+++ Texto fornecido +++

Publicado 05/12/2014 10:29 | Editado 04/03/2020 16:26
Sentença popular assegura o justo pagar pelo pecador. A máxima encaixa-se perfeitamente no fardo carregado, ao longo dos anos, pelo cidadão Joaquim Rodrigues dos Santos, estabelecido com um bric-a-brac de inutilidades no Joaseiro do Padrinho Cícero. O que em nada alteraria o rumo das coisas não fosse ele a controvertida e folclórica figura de Seu Lunga, o sucateiro que não levava desaforo pra casa e tinha sempre uma resposta desconcertante na ponta da língua para perguntas capciosas que lhe dirigiam. Como a clássica indagação se toda aquela quinquilharia de sua casa era para vender.
De certo tempo para cá, tudo que se dizia de jocoso por este sertão de meu Deus, uma resposta desaforada, uma sentença eivada de rancor, um depoimento ferino… tudo, tudo mesmo, era debitado na conta da verve deste sertanejo criativo e de inteligência arguta que, aos poucos, foi se acostumando a definir a vida através de suas tiradas recheadas de humor e sabedoria.

+++ Informações fornecidas +++

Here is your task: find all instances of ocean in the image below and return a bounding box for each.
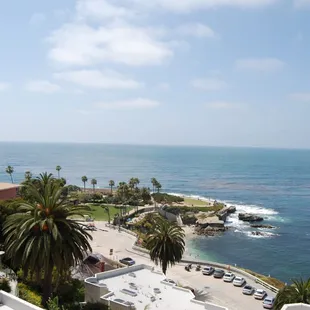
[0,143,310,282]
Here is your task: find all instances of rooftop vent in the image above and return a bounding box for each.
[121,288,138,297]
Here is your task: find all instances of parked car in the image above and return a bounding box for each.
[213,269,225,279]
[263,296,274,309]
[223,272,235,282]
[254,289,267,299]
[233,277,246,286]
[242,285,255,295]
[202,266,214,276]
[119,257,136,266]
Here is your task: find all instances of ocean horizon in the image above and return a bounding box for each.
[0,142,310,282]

+++
+++ Informações fornecidas +++

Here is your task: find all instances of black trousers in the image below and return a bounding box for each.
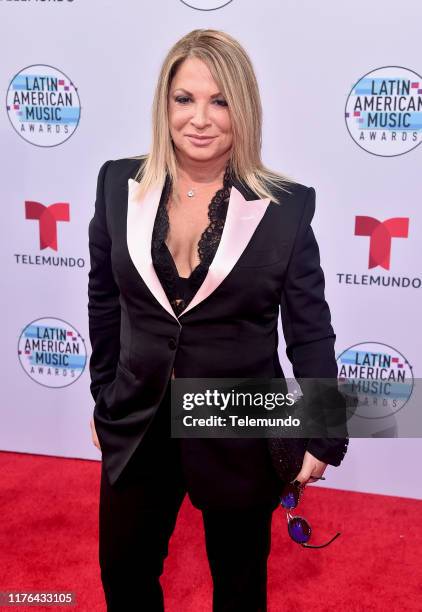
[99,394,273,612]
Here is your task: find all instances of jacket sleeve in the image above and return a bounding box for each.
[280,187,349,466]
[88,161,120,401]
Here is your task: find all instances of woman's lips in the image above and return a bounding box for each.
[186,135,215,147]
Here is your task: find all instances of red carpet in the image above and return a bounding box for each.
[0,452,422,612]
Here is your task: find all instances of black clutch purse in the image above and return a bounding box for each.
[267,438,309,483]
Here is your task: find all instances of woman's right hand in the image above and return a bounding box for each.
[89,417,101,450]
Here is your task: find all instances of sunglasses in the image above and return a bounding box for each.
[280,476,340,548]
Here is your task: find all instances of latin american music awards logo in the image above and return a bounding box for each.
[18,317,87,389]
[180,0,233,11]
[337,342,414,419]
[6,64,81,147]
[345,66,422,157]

+++

* _Problemas a resolver_:
(1) Segundo o texto sobre Seu Lunga, qual era o nome verdadeiro do sucateiro?
(2) Dê continuidade ao texto sobre Seu Lunga a partir da última frase apresentada.
Os itens não têm nenhum papel nesta parte.

* _Respostas por tarefa_:
(1) Joaquim Rodrigues dos Santos.

(2)
Seu Lunga, enfim, descansou dessa trabalheira, arriou a sobrecarga penosa, livrou-se da pecha de filósofo maldito, rabugento e casmurro. Passara a vida inteira assediado por indagações cavilosas provocadoras da saraivada de impropérios, a réplica disparatada, esdrúxula, gaiata. Agora tomara o caminho definitivo, não mais a rotina da rua da Conceição até a Santa Luzia, a trilha casa/trabalho. Nem Caririaçu, onde nasceu; nem Juazeiro, onde viveu. Morreu em Barbalha, no Hospital São Vicente de Paulo, aos 87 anos, no dia 29 de novembro. Havia nascido a 18 de agosto de 1927.
Se o Joaquim foi embora, o Lunga ficou. E o mito permanecerá mais midiático, mais fantasioso. Se havia no mercado mais de oitenta folhetos dando conta de sua sacramentada picardia, outros poetas virão somar-se aos sessenta e cinco autores catalogados, narradores da saga discutível do vendedor de quinquilharias que entrou para a história da cultura popular pela porta da inventividade, do devaneio, do exagero. Notoriedade à parte, Seu Lunga era um sujeito afável, operoso e de agradável conversação, até, claro, quando não lhe viessem com propostas óbvias, tolas, sem fundamento. Aí, então, era atiçada a verve e o desaforo explodia de imediato.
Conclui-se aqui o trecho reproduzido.